→ **SET PROBLEM**:
Please arrange everything from the first of the lines below down to the line containing "27], [158, 18]]", with both ends included, as a numbered list. Leave out blank lines and pictures.

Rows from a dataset
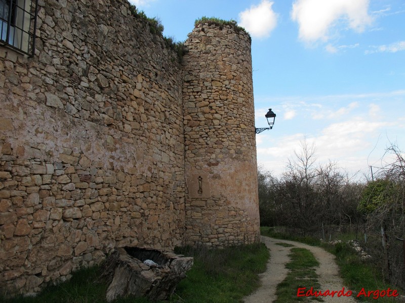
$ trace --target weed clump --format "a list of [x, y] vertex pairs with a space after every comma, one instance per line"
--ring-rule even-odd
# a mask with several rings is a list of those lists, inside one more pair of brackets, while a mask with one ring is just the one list
[[147, 17], [145, 12], [139, 10], [133, 4], [130, 4], [130, 11], [135, 18], [143, 21], [149, 26], [149, 31], [152, 34], [162, 37], [166, 46], [176, 53], [179, 62], [181, 62], [183, 55], [187, 52], [184, 42], [175, 42], [173, 37], [164, 36], [163, 31], [165, 27], [158, 18]]

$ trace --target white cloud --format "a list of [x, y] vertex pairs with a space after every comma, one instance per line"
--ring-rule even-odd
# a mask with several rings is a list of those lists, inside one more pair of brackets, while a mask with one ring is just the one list
[[335, 54], [338, 52], [338, 49], [331, 44], [329, 44], [325, 46], [325, 49], [327, 52], [331, 54]]
[[355, 48], [356, 47], [358, 47], [360, 44], [358, 43], [354, 44], [351, 45], [339, 45], [338, 46], [334, 46], [331, 44], [329, 43], [326, 46], [325, 46], [325, 49], [326, 49], [327, 52], [328, 53], [331, 53], [331, 54], [335, 54], [339, 52], [341, 49], [345, 49], [346, 48]]
[[291, 120], [297, 115], [295, 111], [288, 111], [284, 114], [285, 120]]
[[365, 52], [366, 55], [374, 53], [396, 53], [401, 50], [405, 50], [405, 41], [399, 41], [391, 43], [388, 45], [379, 45], [378, 46], [370, 46], [374, 49], [368, 50]]
[[277, 25], [277, 14], [271, 8], [273, 3], [262, 0], [257, 6], [252, 6], [239, 14], [239, 25], [252, 37], [265, 38], [270, 35]]
[[339, 21], [361, 32], [371, 24], [368, 10], [370, 0], [296, 0], [291, 18], [299, 25], [299, 37], [307, 42], [327, 41], [331, 28]]
[[381, 112], [381, 109], [377, 104], [372, 103], [369, 106], [369, 114], [372, 118], [378, 118]]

→ **SOLVED PROBLEM**:
1. $ trace --target weed clump --format "a list of [x, y] vertex pairs with a space after every comma, one instance per line"
2. --ring-rule even-odd
3. # a mask with several rings is a list of those lists, inside one more pair of brackets, while a mask with one ring is just the one list
4. [[147, 17], [145, 12], [139, 10], [133, 4], [130, 4], [130, 11], [135, 18], [143, 21], [149, 26], [149, 31], [152, 34], [162, 37], [166, 46], [176, 53], [179, 62], [181, 62], [183, 55], [187, 52], [184, 42], [175, 42], [173, 37], [164, 36], [163, 31], [165, 27], [158, 18]]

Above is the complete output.